_WORK REQUIRED_
Select each line in the items below that contains the word "white", and copy those lines out in full.

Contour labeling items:
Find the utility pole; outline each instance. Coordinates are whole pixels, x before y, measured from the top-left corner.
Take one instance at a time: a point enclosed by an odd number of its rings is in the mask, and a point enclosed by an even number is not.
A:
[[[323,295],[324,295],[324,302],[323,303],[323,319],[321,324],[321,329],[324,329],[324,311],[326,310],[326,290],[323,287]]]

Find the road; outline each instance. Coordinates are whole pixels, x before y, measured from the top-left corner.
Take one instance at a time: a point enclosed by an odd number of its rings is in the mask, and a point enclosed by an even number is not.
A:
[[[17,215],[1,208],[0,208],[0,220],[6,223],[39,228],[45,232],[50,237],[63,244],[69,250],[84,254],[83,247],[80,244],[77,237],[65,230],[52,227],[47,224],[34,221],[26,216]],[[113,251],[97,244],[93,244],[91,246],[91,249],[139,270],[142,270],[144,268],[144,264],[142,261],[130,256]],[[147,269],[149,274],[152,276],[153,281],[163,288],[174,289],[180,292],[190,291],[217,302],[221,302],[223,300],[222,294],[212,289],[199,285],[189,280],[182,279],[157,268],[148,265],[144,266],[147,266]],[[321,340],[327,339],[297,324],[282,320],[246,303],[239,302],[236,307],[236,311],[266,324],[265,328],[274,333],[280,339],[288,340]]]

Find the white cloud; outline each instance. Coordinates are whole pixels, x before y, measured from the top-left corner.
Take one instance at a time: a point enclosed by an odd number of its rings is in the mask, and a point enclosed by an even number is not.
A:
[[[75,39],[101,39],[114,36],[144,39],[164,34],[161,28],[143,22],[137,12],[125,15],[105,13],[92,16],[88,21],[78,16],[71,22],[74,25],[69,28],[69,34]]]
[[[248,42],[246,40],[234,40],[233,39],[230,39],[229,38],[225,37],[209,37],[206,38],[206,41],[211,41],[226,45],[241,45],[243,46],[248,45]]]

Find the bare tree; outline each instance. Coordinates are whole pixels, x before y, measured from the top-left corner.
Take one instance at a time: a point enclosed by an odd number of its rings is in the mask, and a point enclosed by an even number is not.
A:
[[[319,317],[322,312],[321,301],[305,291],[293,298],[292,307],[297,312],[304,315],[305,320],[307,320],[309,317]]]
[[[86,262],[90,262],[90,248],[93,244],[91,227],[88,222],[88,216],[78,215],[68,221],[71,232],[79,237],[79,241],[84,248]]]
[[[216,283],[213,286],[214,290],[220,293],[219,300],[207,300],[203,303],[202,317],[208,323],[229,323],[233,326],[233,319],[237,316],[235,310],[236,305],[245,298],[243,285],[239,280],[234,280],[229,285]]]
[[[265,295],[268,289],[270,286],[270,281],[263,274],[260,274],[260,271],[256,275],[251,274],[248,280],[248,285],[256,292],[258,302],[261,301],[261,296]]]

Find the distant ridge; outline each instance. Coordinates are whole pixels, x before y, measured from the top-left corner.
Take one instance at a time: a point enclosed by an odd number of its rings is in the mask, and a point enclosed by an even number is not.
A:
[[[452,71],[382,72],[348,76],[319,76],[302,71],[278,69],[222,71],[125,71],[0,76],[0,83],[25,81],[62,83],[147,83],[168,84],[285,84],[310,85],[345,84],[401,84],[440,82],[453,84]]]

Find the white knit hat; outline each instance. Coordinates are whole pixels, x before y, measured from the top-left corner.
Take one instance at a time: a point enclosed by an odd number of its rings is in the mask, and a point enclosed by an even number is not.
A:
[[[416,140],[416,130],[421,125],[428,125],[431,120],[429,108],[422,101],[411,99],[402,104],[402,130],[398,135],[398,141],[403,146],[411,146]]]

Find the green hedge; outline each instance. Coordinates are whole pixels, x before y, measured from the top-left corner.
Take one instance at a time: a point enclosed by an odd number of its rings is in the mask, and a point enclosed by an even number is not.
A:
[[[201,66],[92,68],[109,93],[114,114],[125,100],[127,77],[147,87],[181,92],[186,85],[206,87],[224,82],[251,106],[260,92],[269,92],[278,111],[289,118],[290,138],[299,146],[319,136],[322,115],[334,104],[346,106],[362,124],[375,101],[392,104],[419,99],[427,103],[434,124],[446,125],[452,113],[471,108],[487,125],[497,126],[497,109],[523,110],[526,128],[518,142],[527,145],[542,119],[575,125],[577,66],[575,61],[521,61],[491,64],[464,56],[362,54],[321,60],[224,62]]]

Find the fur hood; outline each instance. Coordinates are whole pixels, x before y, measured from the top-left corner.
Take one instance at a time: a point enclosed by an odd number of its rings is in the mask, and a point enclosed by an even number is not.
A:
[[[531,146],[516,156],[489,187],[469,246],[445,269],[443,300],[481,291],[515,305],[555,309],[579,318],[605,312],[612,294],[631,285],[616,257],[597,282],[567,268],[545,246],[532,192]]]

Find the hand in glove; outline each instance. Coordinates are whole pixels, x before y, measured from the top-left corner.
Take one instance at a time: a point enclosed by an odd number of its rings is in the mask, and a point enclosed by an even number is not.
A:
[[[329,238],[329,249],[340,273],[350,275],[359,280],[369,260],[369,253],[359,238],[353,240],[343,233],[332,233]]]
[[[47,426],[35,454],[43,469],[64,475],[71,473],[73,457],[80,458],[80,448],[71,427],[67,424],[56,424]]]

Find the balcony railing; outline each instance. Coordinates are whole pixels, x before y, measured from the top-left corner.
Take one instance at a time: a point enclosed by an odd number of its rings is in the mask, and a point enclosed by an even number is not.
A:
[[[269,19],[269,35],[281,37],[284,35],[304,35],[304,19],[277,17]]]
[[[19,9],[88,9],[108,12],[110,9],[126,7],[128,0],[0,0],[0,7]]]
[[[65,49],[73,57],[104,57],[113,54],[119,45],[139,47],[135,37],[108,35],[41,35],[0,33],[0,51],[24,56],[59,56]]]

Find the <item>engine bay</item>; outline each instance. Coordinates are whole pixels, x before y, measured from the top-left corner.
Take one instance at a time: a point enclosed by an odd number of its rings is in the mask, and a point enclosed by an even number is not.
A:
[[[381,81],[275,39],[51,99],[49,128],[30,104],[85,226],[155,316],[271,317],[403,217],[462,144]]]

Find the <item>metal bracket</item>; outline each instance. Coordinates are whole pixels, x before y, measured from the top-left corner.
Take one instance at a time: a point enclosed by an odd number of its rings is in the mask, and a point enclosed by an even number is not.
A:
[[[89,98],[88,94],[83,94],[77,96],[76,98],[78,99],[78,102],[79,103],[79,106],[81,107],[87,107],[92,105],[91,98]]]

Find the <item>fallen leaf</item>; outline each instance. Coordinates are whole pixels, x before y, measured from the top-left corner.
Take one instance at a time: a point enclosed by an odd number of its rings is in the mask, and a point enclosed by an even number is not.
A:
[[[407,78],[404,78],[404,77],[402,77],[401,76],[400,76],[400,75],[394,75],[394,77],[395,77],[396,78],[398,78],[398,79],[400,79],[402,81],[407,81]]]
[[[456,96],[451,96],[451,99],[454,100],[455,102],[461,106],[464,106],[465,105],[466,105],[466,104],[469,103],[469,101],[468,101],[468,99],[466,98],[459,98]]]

_ANSWER TO THIS PROBLEM_
Find the white cloud; outline each instance. Coordinates are whole pixels, x before y, measured from the top-left corner.
Find the white knit hat; outline each instance. Coordinates are whole pixels, x before y, measured from the top-left corner.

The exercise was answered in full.